_TEXTE PRÉSENTÉ_.
■ ■ ■ ■

Syrie
Où sont donc
passés les « révolutionnaires » syriens
?
Thierry Meyssan
Le 29
novembre 2011, une délégation de l’Armée
syrienne libre fait allégeance à une
délégation du Conseil national syrien.
En théorie, l’opposition dispose
désormais d’une branche militaire et
d’une branche politique. En réalité,
l’Armée syrienne libre comme le Conseil
national syrien sont deux fictions
créées par l’Otan. Tous deux sont
exclusivement composés de mercenaires et
n’ont guère de réalité par eux-mêmes sur
le terrain.
Lundi 16 décembre 2013
A la veille de la conférence de
Genève 2, les organisateurs états-uniens
n’ont plus aucune marionnette pour jouer
le rôle des révolutionnaires syriens. La
disparition soudaine de l’Armée syrienne
libre montre à ceux qui y croyaient
qu’elle n’était qu’une fiction. Il n’y a
jamais eu de révolution populaire en
Syrie, juste une agression étrangère à
coup de mercenaires et de milliards de
dollars.

■ ■ ■ ■

_ÉNONCÉ 1_.
Citez mot pour mot toutes les lignes du listing de pointage, sans y faire figurer les images.
Le texte sur la Syrie et le listing n'ont pas la même origine.

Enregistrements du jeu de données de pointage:
■ ■ ■ ■

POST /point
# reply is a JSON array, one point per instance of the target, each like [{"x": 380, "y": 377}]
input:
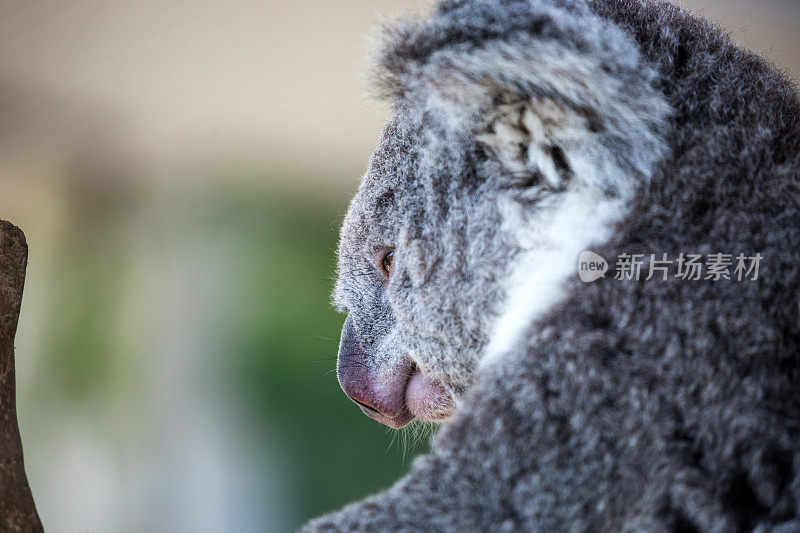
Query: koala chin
[{"x": 523, "y": 133}]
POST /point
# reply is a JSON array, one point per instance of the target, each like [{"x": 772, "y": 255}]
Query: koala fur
[{"x": 527, "y": 131}]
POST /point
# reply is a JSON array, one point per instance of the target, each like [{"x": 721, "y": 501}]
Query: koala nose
[{"x": 377, "y": 390}]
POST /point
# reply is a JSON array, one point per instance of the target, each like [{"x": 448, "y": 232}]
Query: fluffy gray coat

■ ■ ■ ■

_ÉNONCÉ 2_.
Répondez aux questions suivantes à partir du texte sur la Syrie.
(a) À quelle date une délégation de l'Armée syrienne libre fait-elle allégeance à une délégation du Conseil national syrien ?
(b) D'après le texte, par qui l'Armée syrienne libre et le Conseil national syrien ont-ils été créés ?
(c) À la veille de quelle conférence les organisateurs états-uniens n'ont-ils plus de marionnette pour jouer le rôle des révolutionnaires syriens ?

_CORRIGÉ 1_.
POST /point
# reply is a JSON array, one point per instance of the target, each like [{"x": 380, "y": 377}]
input:
Query: koala chin
[{"x": 523, "y": 133}]
POST /point
# reply is a JSON array, one point per instance of the target, each like [{"x": 772, "y": 255}]
Query: koala fur
[{"x": 527, "y": 131}]
POST /point
# reply is a JSON array, one point per instance of the target, each like [{"x": 721, "y": 501}]
Query: koala nose
[{"x": 377, "y": 390}]
POST /point
# reply is a JSON array, one point per instance of the target, each like [{"x": 448, "y": 232}]
Query: fluffy gray coat

_CORRIGÉ 2_.
(a) Le 29 novembre 2011.
(b) Par l'Otan.
(c) La conférence de Genève 2.